## Page extract
Do "Micropayments" Add up? Sniffing out Steve Sjuggerud's "" teasers for True Wealth

By Travis Johnson, Stock Gumshoe, October 22, 2012

Steve Sjuggerud just started teasing a new website that he’s launched called — which apparently is an add-on to his True Wealth newsletter, at least for now (one presumes that if it’s a big hit, they’ll come up with a way to charge more for it).

The ad is posed as an “interview” with a Stansberry “reporter,” and the first long shtick of it is all about how he thinks the best way to make a fortune is by earning money from huge companies like Microsoft, Facebook, Verizon, etc without touching their stocks, bonds or options, taking advantage of something he calls “micropayments” that are contractually obligated payments from these companies.

Well, the short explanation for what that means (and yes, I’m saving you from reading through pages of their blather to get to this point) is this: He wants you to buy landlords who own valuable property (or sometimes “property,” in the case of less traditional assets), and the “micropayments” are the rent that those landlords earn, which then gets passed through to you, the person who owns the companies who collect those micropayments.

And he has apparently built this database to track which companies own valuable assets, and which of those companies are the best investments according to his system. In many cases that means just publicly traded real estate investment trusts (REITs), but some of the teased investments in his initial recommendations list are less traditional, companies that own other valuable assets or royalties but who don’t necessarily collect rents at the moment.

The intro, of course, makes it sound far more mysterious than that:


“Elizabeth Jarosz interviews a former U.S. hedge fund manager who’s figured out a clever way to collect an extra $325/month as a result of ‘micro-payments’ from big U.S. corporations like Amazon, FedEx, Microsoft, and Home Depot…

“WITHOUT touching their stocks… and without touching mutual funds, options, or bonds either.”

And the “interview” runs through several examples of these kinds of profitable companies who collect “micro-payments” from big and profitable corporations — including examples that we’ve written about from time to time in this space as well, lower-risk plays on tech trends like Digital Realty (DLR) and American Tower (AMT). So that’s the basic spiel: he has been using researchers to put together databases of valuable and perhaps less-well-known properties that investors can benefit from, and he’s publishing these using his new website.

But what we want to know, of course, is which ones are his favorites right now. So let’s dig into that, shall we? They’re being released in some kind of “special report” that explains his investment thesis on these different stocks:

  • – The Government Landlord, which pays you nearly 8% a year for renting to the government.
  • – The Denver Group, which owns stakes in precious metals properties. Steve says this is one property investment EVERY American should own.
  • – The Chicago Group, which has paid investors 400% since the year 2000… but is super-cheap today.
  • – And Southwest Water Rights, which Steve believes could help you make 10 times your money over the next decade.
  • – Rich America’s Landlord, which owns properties in 4 of the 5 wealthiest counties.

So that’s the basic idea — these five are “The Safest Way to Make a Small Fortune in the Next Five Years” … let’s get a few clues about each one and see if we can identify them for you. The True Wealth newsletter is now going for $39 “on sale” this year (Stansberry seems to be cutting the intro price to $39 for a LOT of their letters lately), renewing at $79 a year after that, but we like to do things a bit more free-ish around these parts, so we’ll sniff it out and share what we find, gratis.

## Dataset records
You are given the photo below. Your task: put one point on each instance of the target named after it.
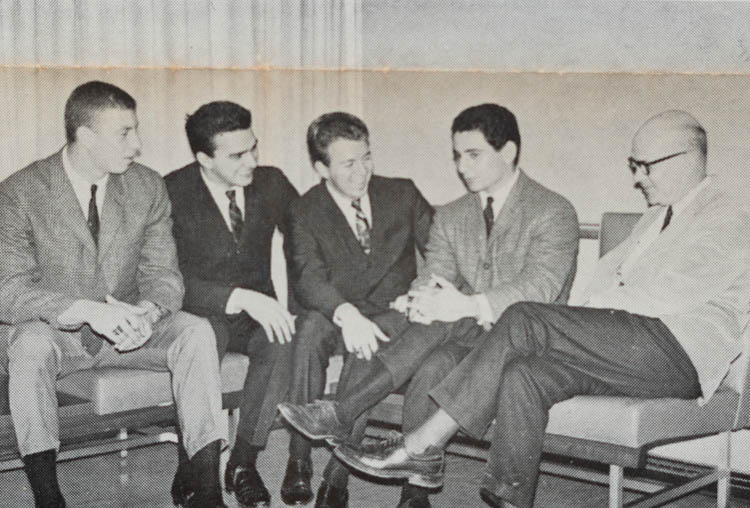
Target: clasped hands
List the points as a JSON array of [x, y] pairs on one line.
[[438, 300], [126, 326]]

--

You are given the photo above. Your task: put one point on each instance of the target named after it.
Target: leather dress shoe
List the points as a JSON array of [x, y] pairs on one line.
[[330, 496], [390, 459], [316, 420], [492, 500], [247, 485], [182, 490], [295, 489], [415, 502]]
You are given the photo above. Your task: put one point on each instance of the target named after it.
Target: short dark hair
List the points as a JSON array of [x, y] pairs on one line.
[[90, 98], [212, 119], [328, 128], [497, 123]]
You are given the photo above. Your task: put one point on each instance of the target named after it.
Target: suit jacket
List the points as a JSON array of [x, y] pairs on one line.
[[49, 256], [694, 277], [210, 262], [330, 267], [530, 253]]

...

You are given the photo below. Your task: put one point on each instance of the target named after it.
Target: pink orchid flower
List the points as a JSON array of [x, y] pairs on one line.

## Exercise details
Write the next part of the article on Steve Sjuggerud's "micropayments" teaser, picking up right after its final sentence.

## Answer to this exercise
(Though of course, we do dearly love our paying members, the Stock Gumshoe Irregulars, and if you’d like to join that noble group we will open our arms wide to accept you.)

So … one at at time. The first one is “The Government Landlord,” so who is that? Here are some of the clues:

“Here’s an incredible opportunity I’m guessing 99% of investors will never hear about, until it’s too late…

“Recently, I’ve found a very safe and easy way to get a nearly 8% dividend starting immediately.

“And in addition to this huge and safe dividend, you also have the chance to make several times your money over the next few years….

“… it all starts in Fresno, California.

“You see, that’s where the IRS, in December 2011, renewed its lease on the building it rents in Fresno, California.

“The terms of the lease were not fully disclosed… But it is public information that the lease is for in excess of $8 million dollars a year. And it is a 10-year lease – ending in late 2021.

“Interestingly, according to public documents, the lease ‘does not provide an early termination right by the tenant prior to the lease expiration’ in 2021.

“So the IRS is locked in for 10 years – paying roughly $700,000 a month in rent on that building.

“A ten-year lease – with no right of early termination – would be tough for a normal business. But the IRS is no “normal” business. It will be here a decade – heck… probably a century – from now.

“The question is, to whom is the IRS paying the rent? …

“… the IRS has a landlord… and you can become an equity owner in this and other buildings just like it, which are rented almost exclusively to the government and government agencies.

“The IRS is this group’s biggest tenant. The next biggest tenant is U.S. Customs & Immigration. These two make up over 20% of this group’s rental income. The next biggest in terms of rental income is the Department of Justice.

“None of these government ‘businesses’ are going anywhere. These departments of the Federal Government will be around a decade from now… and most likely a century from now too.”

And a wee bit more:

“Because of the way these guys have structured their operation, they don’t pay any income taxes on the rent they earn, as long as they pass nearly all of it along to regular shareholders… that’s regular people like you and me. That’s how they are able to pay out a nearly 8% dividend….

“According to the most recent numbers, this investment trades at a 12%+ discount to its liquidation value. That is just ridiculous! You might not get the chance to get in this cheap for another decade or so.

“If you are looking for a safe and reliable place to earn high yields, it’s doesn’t get any better than this. Since this operation went public three years ago, it has returned 40% to investors… but I think that is just the tip of the iceberg.”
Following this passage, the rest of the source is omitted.